### TEXT UNDER STUDY
--- START ---

However, there is growing evidence that the market is shifting, and that a greater number of patients will adopt these tools in coming years.

Indeed, the Ruder Finn mHealth Report from October 2012 indicates a small but growing interest in mHealth telemonitoring. A third of respondents said one of the most useful apps for healthcare professionals would be monitoring devices that can alert caregivers, doctors, and nurses if a patient has a health emergency.

The market for telemonitoring has expanded beyond the home-health industry to primary-care and specialist physicians, thanks to an industry-wide push for collaboration and cost savings, according Holland. The growth of accountable care organizations have contributed to that push, he says.

While tools like these can't replace all physician visits, they can replace some physician visits, potentially saving money and time for the physician as well as keeping patients out of the ER.

To illustrate how home-monitoring technology has changed, Holland offers the example of a new patient starting on antihypertensive meds because his blood pressure levels were moderately elevated during his past two office visits.

"You don't know whether those office readings are 'white-coat hypertension' or true hypertension, so the first thing you might want to do is give them a home monitor and have them use it for a week, and take a look at the results to see if they need medication," says Holland. "Without a home monitor, you would start them on meds, and then have them come in again in two weeks to a month to check their blood pressure in the office again. … And you would have them keep coming back in, as you check their pressure, and this could take [several] visits. Instead, a physician can prescribe two weeks' worth of a medication and look at the home blood pressure readings to see if the drug is working. Medication can be adjusted by phone, without the repeated office visits. For many physicians, reimbursement for an office visit simply to check blood pressure is hardly worth the effort."

--- END ---

### WHAT TO WORK ON
[A] According to the home-monitoring passage, why might a doctor first give a new patient with high office blood pressure readings a home monitor for a week? Answer in one to three sentences.
[B] Answer these questions on the home-monitoring passage:
(i) What share of respondents in the Ruder Finn mHealth Report said monitoring devices that alert caregivers would be among the most useful apps for healthcare professionals?
(ii) According to Holland, what has helped drive the industry-wide push for collaboration and cost savings?
(iii) Without a home monitor, how soon after starting medication would the patient come back to have their blood pressure checked in the office?
[C] Take the home-monitoring passage further, starting after its last sentence.

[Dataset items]
--- START ---

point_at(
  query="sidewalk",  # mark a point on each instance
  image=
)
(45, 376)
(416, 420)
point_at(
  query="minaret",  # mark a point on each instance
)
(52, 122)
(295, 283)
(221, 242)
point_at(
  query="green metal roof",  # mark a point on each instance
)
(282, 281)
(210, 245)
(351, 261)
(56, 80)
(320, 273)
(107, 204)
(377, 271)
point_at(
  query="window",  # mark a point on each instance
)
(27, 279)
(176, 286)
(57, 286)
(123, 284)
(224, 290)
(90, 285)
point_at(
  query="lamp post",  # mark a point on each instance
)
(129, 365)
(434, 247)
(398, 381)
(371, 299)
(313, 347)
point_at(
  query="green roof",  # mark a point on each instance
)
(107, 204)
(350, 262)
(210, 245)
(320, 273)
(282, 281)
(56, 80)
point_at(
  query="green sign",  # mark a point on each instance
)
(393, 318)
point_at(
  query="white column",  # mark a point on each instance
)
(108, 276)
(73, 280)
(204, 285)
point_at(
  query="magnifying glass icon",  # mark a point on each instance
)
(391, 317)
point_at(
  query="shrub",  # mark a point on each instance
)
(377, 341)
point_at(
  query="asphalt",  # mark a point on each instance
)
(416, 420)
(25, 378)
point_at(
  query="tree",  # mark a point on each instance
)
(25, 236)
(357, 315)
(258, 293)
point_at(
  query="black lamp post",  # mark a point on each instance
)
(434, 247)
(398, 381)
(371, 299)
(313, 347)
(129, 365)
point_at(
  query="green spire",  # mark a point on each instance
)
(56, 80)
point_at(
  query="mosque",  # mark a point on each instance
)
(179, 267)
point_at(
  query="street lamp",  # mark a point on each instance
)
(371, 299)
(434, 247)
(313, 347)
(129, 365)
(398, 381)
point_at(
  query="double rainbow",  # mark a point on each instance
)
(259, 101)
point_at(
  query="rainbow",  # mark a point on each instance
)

--- END ---

### ANSWERS TO THE PROBLEMS
[A] The doctor can't tell whether the office readings show "white-coat hypertension" or true hypertension. A week of home readings lets the doctor check the results and decide whether the patient needs medication.

[B]
(i) A third of respondents.
(ii) The growth of accountable care organizations.
(iii) In two weeks to a month.

[C]
A new look at video

Perhaps the most prominent example of telehealth's promise to empower the mobile patient is video visits, because they allow patients to truly see their doctor, and vice versa.

"A video visit usually is about 10 minutes or less, and it can be done at home," says Schoenberg. "If you count all the overhead of seeing a patient in the office, you would end up finding that when you reach a certain volume, telehealth is actually making you more money than maintaining a practice."

Perhaps as a sign of the times, the pharmacy chain Rite Aid announced in March the expansion of its telehealth service, NowClinic Online Care, to 67 locations in Baltimore, Boston, Detroit, Philadelphia, and Pittsburgh. Customers can have private, one-on-one secure video consultations with physicians starting at $45 for 10 minutes.

While patients may also opt for instant-message "chat" conversations or phone conversations, it's the video option that Holland says is going to become huge. "There's a certain discomfort - on both sides, physician and patient - with anonymous visits," says Holland.

Additionally, Holland says there are some issues physicians need to consider with video, such as making sure a channel that connects patients and physicians is secure and that the videoconference is HIPAA compliant. But for the most part, the technology holds promise.

"[A physician] can see, 'Are they making eye contact with you? How's their speech?'" says Holland. "When you think about the time spent or difficulty spent in the office, the efficiencies are enormous."

In Summary

Providing mobile patients with access to care wherever they are is becoming critical to practices. Here's how patients and technology are evolving:

Today, at least one in three cell phone owners use their phone to look for health information.

The way patients want to use patient portals is shifting to more communicative functions, such as e-visits.

Home-monitoring devices can now connect to smartphones; there are also smartphone apps that replace traditional monitoring devices.

• Video visits offer face-to-face interaction with physicians, which can make them more appealing than e-visits or phone calls.